İsviçre bankasının Nazi hesaplarını gizlediği açığa çıktı

İsviçre'nin en büyük bankası UBS, kriz yaşayan Credit Suisse'i 2023 başında hükümetin de desteğiyle yaklaşık 3,3 milyar dolara satın almıştı (AFP)
İsviçre'nin en büyük bankası UBS, kriz yaşayan Credit Suisse'i 2023 başında hükümetin de desteğiyle yaklaşık 3,3 milyar dolara satın almıştı (AFP)
TT

İsviçre bankasının Nazi hesaplarını gizlediği açığa çıktı

İsviçre'nin en büyük bankası UBS, kriz yaşayan Credit Suisse'i 2023 başında hükümetin de desteğiyle yaklaşık 3,3 milyar dolara satın almıştı (AFP)
İsviçre'nin en büyük bankası UBS, kriz yaşayan Credit Suisse'i 2023 başında hükümetin de desteğiyle yaklaşık 3,3 milyar dolara satın almıştı (AFP)

İsviçre merkezli yatırım bankası Credit Suisse'in, Nazilerin kontrolündeki hesaplarla ilgili soruşturmalarda bilgi sakladığı ortaya kondu.

ABD Senatosu Bütçe Komitesi dün yaptığı açıklamada, bu ilişkiyi gözler önüne süren onbinlerce belgenin yeni yürütülen soruşturmada keşfedildiğini duyurdu.

Bankanın bu belgeleri özellikle 1990'larda yürütülen soruşturmalar sırasında kasten gizlediği vurgulandı.

────────────────

▸ **Yapılacak iş**
Haberde özel adıyla geçen bütün kurum ve şirketleri sıralayın. Bu materyal başka bir kaynaktan alınmıştır.

▸ **Gösterilen bilgiler**
────────────────

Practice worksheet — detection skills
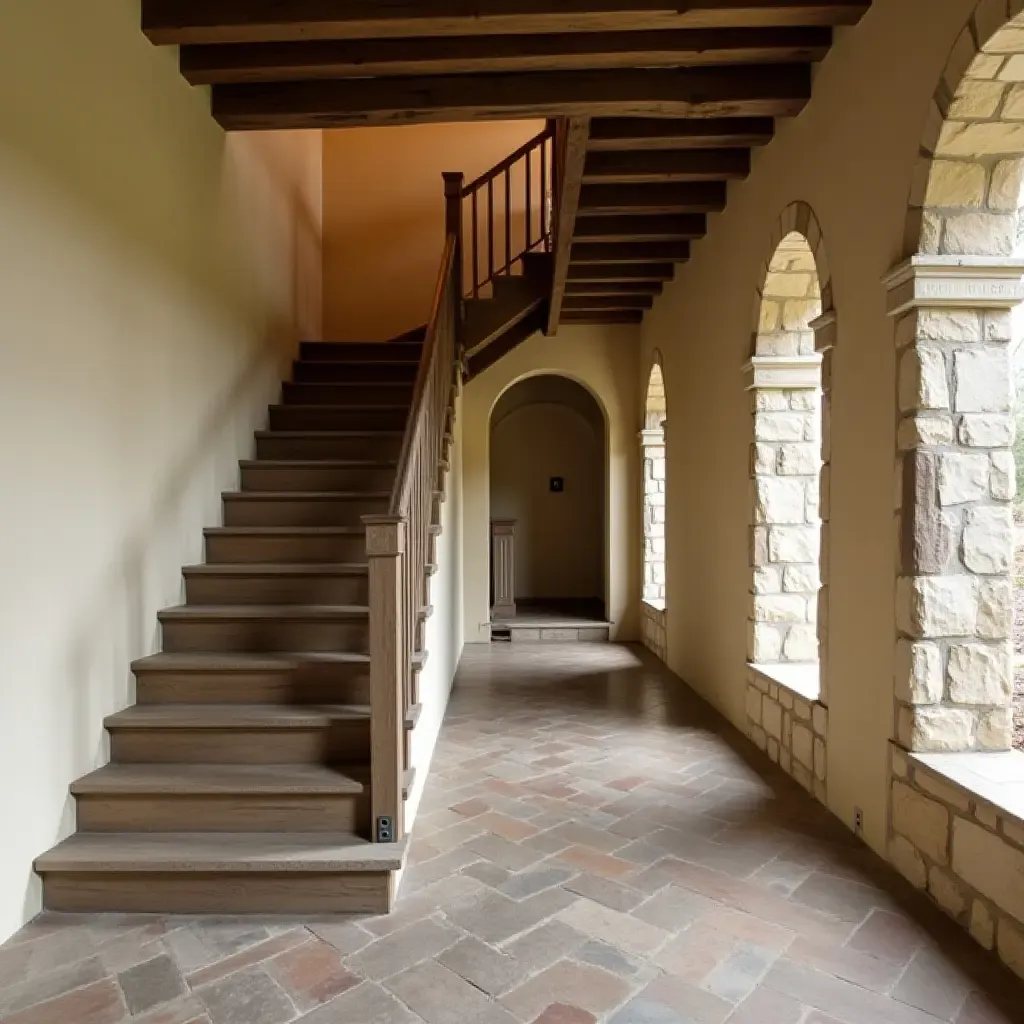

────────────────

▸ **Görevin çözümü**
UBS, Credit Suisse, ABD Senatosu Bütçe Komitesi, AFP